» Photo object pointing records
## BEGIN

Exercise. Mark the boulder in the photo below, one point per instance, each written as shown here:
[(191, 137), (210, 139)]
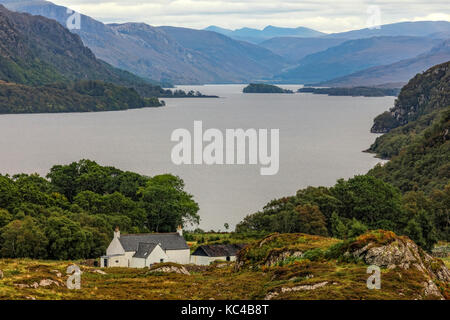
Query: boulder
[(403, 253), (170, 269)]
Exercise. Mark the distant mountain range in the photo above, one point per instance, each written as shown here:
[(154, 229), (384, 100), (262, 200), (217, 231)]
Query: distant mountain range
[(36, 51), (395, 74), (294, 49), (274, 54), (46, 68), (411, 29), (355, 55), (156, 53), (257, 36)]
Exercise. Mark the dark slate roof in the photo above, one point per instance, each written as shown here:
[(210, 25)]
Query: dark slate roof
[(218, 250), (168, 241), (144, 250)]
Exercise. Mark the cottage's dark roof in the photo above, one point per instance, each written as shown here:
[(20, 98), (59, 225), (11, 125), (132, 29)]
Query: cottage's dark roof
[(168, 241), (144, 250), (218, 250)]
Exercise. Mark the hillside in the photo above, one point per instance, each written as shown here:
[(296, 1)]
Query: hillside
[(397, 72), (35, 51), (417, 140), (294, 49), (355, 55), (279, 266), (257, 36), (232, 61), (412, 29), (153, 53), (264, 88), (80, 96)]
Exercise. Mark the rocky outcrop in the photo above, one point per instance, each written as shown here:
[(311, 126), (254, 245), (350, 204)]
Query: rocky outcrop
[(41, 284), (423, 94), (276, 256), (170, 268), (403, 253), (274, 294)]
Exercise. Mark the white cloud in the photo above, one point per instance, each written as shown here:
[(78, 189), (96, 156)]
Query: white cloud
[(323, 15)]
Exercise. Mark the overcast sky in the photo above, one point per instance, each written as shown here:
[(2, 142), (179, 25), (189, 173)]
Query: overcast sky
[(322, 15)]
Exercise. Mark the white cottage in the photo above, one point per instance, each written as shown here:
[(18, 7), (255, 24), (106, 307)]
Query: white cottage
[(206, 254), (143, 250)]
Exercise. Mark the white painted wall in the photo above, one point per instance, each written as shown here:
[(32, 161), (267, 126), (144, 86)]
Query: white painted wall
[(116, 261), (115, 247), (155, 257), (179, 256)]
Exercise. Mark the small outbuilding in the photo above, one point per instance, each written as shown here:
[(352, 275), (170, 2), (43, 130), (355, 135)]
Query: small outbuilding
[(206, 254)]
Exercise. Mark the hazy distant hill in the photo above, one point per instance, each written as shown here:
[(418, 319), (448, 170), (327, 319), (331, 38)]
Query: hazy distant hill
[(35, 50), (228, 59), (413, 29), (398, 72), (152, 53), (294, 49), (257, 36), (355, 55)]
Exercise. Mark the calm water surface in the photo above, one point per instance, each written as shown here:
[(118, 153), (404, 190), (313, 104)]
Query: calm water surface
[(321, 139)]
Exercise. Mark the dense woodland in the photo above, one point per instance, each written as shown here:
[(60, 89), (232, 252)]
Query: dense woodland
[(81, 96), (353, 91), (72, 213)]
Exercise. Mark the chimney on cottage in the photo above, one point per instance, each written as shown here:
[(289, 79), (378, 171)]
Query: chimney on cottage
[(117, 233)]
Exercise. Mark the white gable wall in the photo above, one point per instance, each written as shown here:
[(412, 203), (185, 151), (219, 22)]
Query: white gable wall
[(154, 257), (115, 247)]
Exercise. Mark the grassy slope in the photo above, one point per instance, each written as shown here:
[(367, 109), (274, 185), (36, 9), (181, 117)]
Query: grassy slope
[(346, 280)]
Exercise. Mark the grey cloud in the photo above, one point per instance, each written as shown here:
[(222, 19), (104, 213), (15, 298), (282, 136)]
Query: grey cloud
[(323, 15)]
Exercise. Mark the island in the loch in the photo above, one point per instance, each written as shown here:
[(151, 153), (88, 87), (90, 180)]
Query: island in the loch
[(265, 88), (353, 91), (44, 68), (178, 93)]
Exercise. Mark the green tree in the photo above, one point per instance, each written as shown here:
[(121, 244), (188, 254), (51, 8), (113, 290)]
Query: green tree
[(167, 205), (23, 239)]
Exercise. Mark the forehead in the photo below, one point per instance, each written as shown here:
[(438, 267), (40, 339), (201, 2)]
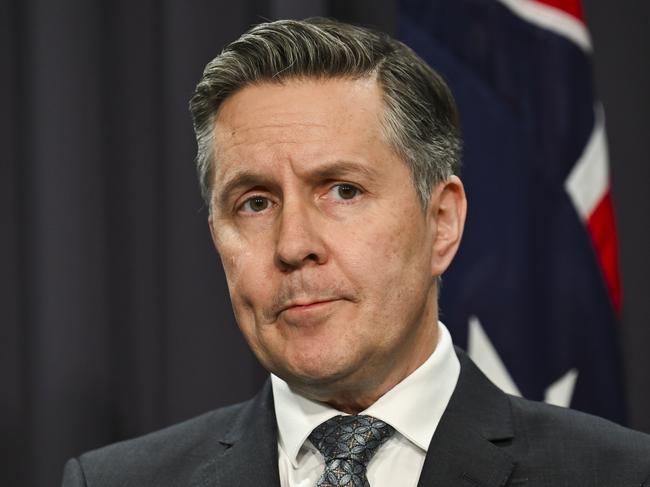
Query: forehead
[(304, 115)]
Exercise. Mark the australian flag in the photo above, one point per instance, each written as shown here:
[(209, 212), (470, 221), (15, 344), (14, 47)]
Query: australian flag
[(534, 291)]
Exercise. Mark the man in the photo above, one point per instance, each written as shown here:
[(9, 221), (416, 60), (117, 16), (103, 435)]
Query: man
[(327, 157)]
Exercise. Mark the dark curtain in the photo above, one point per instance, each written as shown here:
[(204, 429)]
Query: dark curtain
[(115, 315)]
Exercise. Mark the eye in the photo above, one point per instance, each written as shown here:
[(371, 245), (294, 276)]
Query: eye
[(255, 204), (344, 191)]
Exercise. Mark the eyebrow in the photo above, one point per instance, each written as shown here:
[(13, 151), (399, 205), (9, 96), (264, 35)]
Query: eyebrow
[(246, 178)]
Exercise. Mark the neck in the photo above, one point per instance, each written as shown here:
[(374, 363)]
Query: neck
[(355, 395)]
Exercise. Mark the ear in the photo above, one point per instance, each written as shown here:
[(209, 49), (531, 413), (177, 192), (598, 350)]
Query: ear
[(447, 208), (213, 233)]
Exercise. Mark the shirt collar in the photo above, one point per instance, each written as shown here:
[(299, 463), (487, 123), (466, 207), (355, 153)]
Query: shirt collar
[(413, 407)]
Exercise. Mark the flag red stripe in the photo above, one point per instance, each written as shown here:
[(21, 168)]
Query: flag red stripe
[(602, 229), (572, 7)]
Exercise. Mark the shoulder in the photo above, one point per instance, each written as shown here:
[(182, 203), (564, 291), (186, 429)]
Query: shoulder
[(580, 446), (170, 455)]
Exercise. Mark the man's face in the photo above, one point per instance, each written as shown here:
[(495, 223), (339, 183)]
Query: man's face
[(328, 253)]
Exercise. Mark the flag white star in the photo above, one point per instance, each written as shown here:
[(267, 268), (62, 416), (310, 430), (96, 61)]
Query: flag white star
[(483, 353)]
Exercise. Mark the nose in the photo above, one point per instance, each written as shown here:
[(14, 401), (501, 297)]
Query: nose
[(299, 238)]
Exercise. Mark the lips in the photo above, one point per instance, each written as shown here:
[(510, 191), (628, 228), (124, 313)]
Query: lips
[(307, 305)]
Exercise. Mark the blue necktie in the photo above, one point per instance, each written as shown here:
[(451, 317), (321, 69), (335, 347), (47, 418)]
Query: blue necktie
[(348, 443)]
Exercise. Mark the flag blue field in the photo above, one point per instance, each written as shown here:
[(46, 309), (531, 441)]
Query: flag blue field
[(534, 292)]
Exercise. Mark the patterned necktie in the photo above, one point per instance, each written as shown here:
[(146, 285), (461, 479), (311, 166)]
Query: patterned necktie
[(348, 443)]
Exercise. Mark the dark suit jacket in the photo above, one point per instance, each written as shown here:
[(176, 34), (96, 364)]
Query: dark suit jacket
[(485, 438)]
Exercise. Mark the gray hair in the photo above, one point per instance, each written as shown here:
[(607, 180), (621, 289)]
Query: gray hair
[(420, 119)]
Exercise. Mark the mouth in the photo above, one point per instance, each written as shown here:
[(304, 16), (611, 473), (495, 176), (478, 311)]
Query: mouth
[(308, 307)]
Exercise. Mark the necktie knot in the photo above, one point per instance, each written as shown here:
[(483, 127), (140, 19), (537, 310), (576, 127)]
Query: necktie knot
[(348, 443)]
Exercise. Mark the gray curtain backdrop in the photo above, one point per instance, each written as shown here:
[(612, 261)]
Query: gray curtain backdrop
[(115, 319)]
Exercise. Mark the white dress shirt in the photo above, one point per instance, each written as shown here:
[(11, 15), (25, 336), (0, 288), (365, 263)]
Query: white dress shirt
[(413, 407)]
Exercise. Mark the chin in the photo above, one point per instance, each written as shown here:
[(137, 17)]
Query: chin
[(315, 371)]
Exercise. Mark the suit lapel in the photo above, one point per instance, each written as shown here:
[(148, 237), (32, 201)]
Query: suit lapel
[(463, 450), (247, 455)]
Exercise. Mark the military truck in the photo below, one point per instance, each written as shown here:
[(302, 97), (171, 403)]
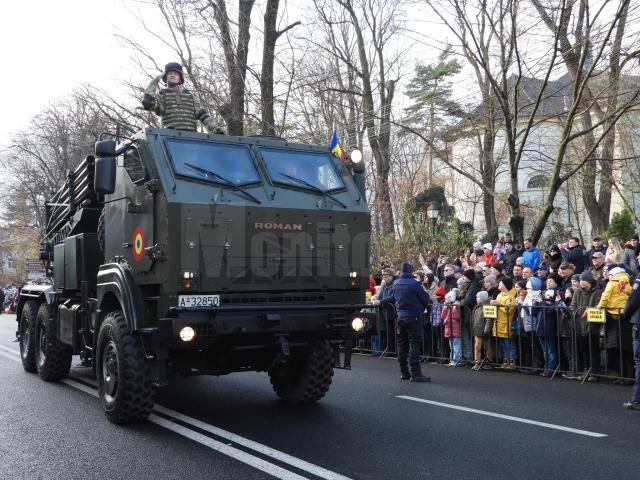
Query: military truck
[(181, 253)]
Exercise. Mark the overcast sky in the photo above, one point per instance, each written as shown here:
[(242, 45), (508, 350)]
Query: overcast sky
[(49, 47)]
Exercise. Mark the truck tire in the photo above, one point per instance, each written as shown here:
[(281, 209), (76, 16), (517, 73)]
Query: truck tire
[(307, 380), (53, 359), (124, 374), (27, 329)]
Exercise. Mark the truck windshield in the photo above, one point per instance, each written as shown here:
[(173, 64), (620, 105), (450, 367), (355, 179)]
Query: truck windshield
[(302, 169), (234, 162)]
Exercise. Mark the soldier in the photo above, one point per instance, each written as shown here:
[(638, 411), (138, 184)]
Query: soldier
[(176, 105), (632, 312)]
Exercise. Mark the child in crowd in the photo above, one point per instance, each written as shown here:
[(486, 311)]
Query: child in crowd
[(481, 331), (451, 320)]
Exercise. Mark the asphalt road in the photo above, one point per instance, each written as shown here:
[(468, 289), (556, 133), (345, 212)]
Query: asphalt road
[(371, 425)]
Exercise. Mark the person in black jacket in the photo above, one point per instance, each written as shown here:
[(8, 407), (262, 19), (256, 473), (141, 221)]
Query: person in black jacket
[(471, 288), (410, 300), (510, 257), (575, 254), (597, 246)]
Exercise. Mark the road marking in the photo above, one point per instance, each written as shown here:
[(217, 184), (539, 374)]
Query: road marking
[(258, 447), (228, 450), (505, 417), (232, 452)]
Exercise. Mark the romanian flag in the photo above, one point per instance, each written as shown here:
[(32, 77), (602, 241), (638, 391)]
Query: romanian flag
[(335, 144)]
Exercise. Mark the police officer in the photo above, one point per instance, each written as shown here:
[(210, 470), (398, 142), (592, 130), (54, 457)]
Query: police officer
[(410, 300), (177, 106), (632, 312)]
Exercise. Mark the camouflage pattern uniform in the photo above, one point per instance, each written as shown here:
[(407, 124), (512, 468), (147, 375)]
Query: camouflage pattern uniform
[(177, 107)]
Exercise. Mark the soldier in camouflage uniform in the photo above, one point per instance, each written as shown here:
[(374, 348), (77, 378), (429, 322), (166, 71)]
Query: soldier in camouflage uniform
[(177, 106)]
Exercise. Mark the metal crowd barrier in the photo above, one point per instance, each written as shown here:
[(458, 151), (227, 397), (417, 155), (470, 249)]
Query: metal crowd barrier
[(588, 344)]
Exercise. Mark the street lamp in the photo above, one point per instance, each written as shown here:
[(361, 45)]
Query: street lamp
[(432, 212)]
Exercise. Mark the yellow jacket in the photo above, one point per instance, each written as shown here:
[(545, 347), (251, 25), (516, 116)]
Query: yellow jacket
[(506, 310), (615, 294)]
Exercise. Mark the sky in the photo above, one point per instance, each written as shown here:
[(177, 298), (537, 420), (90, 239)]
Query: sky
[(50, 47)]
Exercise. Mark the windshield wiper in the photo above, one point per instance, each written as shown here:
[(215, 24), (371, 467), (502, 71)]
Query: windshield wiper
[(226, 181), (313, 187)]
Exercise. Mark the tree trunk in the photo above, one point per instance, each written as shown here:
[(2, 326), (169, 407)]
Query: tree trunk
[(236, 61)]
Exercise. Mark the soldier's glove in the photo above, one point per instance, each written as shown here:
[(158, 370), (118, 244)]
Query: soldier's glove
[(148, 101)]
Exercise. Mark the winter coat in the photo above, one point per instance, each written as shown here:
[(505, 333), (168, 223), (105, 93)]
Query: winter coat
[(480, 326), (531, 258), (408, 295), (616, 294), (488, 258), (546, 316), (576, 256), (469, 301), (630, 262), (592, 250), (506, 311), (509, 260), (583, 299), (553, 262), (451, 320)]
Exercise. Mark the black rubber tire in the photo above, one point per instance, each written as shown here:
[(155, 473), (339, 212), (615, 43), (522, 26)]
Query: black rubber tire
[(27, 336), (306, 380), (124, 375), (53, 359), (101, 233)]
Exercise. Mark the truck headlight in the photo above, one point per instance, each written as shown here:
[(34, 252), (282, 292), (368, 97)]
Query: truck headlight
[(357, 324), (187, 334)]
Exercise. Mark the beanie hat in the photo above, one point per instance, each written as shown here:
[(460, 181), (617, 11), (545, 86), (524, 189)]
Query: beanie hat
[(470, 274), (482, 296), (452, 296), (616, 271), (534, 283), (587, 276), (491, 279), (507, 282), (406, 267)]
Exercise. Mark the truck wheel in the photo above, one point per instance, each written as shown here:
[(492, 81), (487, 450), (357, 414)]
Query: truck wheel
[(27, 329), (53, 359), (124, 374), (306, 380)]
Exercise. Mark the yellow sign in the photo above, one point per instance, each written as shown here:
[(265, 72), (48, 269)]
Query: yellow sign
[(490, 311), (595, 315)]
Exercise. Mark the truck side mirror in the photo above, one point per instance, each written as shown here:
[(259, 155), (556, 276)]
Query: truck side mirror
[(104, 180), (105, 148)]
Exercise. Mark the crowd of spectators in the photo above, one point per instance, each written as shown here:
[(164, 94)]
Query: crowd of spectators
[(540, 323)]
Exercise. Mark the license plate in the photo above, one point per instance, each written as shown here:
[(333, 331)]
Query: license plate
[(196, 301)]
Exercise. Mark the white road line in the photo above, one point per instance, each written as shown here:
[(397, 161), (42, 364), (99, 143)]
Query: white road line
[(258, 447), (505, 417), (232, 452)]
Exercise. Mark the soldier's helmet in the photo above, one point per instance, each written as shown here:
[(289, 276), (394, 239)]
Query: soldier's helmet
[(173, 67)]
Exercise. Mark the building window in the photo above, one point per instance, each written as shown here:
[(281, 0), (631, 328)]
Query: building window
[(537, 182)]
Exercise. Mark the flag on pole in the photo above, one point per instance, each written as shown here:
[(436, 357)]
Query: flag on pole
[(335, 144)]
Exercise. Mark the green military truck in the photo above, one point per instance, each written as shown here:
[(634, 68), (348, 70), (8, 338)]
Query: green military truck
[(182, 253)]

## END

» What you have to do
Quote, word for word, every line starting at the one that contains "Exercise. Mark the yellow sign" and ending with the final line of the entries.

» Full solution
Exercise. Mark the yellow sign in the photo above, one point per instance, each written as shown here:
[(265, 72), (48, 269)]
Query: yellow sign
[(490, 311), (595, 315)]
Exercise. Mark the truck side mirror in the photo above, one point per instance, each written as shown here:
[(259, 155), (556, 276)]
Query: truck side mirror
[(104, 180), (105, 148)]
Exercise. Mark the crowd of spectators in the photo above, one point per instance, each written as shown here:
[(164, 94)]
Query: crowd of spectators
[(540, 323)]
Exercise. Mark the license plate in the photo above, one point per instance, each written as shown here:
[(333, 331)]
Query: license plate
[(196, 301)]
Exercise. Mark the white road line in the photo above, one point per instance, each written as shown here:
[(397, 161), (42, 364), (99, 143)]
Query: white road line
[(258, 447), (505, 417), (232, 452)]
Exercise. Mark the soldier's helmet in the photo above, one point per instance, each written as shown here:
[(289, 276), (394, 239)]
Query: soldier's helmet
[(173, 67)]
Exercise. Mark the building window in the photo above, one point per instance, each written as shown here:
[(281, 0), (631, 328)]
Query: building window
[(537, 182)]
Exercise. Mark the flag on pole in the photo above, one point per instance, each written as shown here:
[(436, 357)]
Query: flag on pole
[(335, 144)]
Exercise. Mark the green military truck in the photo above, one point per instance, each written as shown here:
[(634, 68), (348, 70), (8, 338)]
Query: green military truck
[(182, 253)]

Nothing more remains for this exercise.